(WORK INSTRUCTIONS) Reproduce only the lines of the listing starting with the line that contains "chest fur, imagine" and going on through the line that contains "[(175, 674)]", keeping the requests and their format samples unchanged. Scale every pixel coordinate in the answers by 0.7, rounding to whole numbers with halves rounded up.

━━━━━━━━━━━━━━━━━━━━

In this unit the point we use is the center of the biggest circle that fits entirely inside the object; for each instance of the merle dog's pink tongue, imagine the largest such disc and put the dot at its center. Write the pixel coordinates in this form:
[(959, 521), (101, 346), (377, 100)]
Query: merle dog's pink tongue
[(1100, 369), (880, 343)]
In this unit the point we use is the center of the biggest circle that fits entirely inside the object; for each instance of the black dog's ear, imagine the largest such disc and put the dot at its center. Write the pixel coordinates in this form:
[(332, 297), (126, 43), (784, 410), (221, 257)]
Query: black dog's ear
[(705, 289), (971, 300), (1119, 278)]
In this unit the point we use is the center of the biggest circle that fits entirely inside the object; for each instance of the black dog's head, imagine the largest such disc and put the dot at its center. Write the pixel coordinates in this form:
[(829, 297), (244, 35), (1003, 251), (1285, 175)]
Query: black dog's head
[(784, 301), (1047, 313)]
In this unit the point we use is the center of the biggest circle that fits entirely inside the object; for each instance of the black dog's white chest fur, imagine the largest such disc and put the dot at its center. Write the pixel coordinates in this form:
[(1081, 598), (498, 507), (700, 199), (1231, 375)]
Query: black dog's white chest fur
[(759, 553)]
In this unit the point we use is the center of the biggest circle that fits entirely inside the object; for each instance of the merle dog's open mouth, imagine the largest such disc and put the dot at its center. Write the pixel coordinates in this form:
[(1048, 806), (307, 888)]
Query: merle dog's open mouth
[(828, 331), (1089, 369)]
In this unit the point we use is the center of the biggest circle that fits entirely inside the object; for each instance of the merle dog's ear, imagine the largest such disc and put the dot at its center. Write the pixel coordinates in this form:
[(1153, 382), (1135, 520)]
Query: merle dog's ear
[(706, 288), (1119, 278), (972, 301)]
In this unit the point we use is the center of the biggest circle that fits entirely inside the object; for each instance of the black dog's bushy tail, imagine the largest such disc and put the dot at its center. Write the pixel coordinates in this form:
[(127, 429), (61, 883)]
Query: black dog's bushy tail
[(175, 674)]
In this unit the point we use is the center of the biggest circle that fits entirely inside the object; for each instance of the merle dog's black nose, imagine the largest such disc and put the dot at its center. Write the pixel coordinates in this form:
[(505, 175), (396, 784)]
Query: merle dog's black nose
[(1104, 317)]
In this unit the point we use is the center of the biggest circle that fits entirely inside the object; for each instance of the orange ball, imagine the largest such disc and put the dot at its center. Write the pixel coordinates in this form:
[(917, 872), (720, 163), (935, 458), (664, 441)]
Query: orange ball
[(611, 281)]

━━━━━━━━━━━━━━━━━━━━

(THE REPLY)
In this unit the point we use is the center of the biggest circle that fits entirely inside the object; for each instance of the black dog's white chest fur, imagine the largest such disc and put the dot at its center. Write the pixel coordinates in this form:
[(1081, 598), (498, 507), (700, 199), (1231, 375)]
Query: black dog's white chest fur
[(531, 387)]
In this unit the point we use is the center of the biggest circle that fits entirely inside the object; for each instance of the merle dog's open mouth, imagine the largest such disc and put the dot at its center. Write the pixel coordinates in this form:
[(1048, 806), (307, 888)]
Query: merle dog's open mouth
[(580, 232), (762, 258)]
In this unit the point we use is the center of the biggest circle that fits entirely inside the object; for each instance of the merle dog's ear, imagine the largest such disc and put the dot at its center. Write the pixel coordinates in this form:
[(1153, 382), (1135, 520)]
Query: merle dog's ear
[(494, 202), (783, 195), (680, 211)]
In this unit the point we use is the center of the biggest circle that fits entirely inside the object; for each instance of the black dog's bushy tail, imagine the largest such disc and put the dot at its center. Write the pixel coordinates in this form:
[(127, 429), (61, 883)]
Query: black dog's bushy tail
[(123, 472)]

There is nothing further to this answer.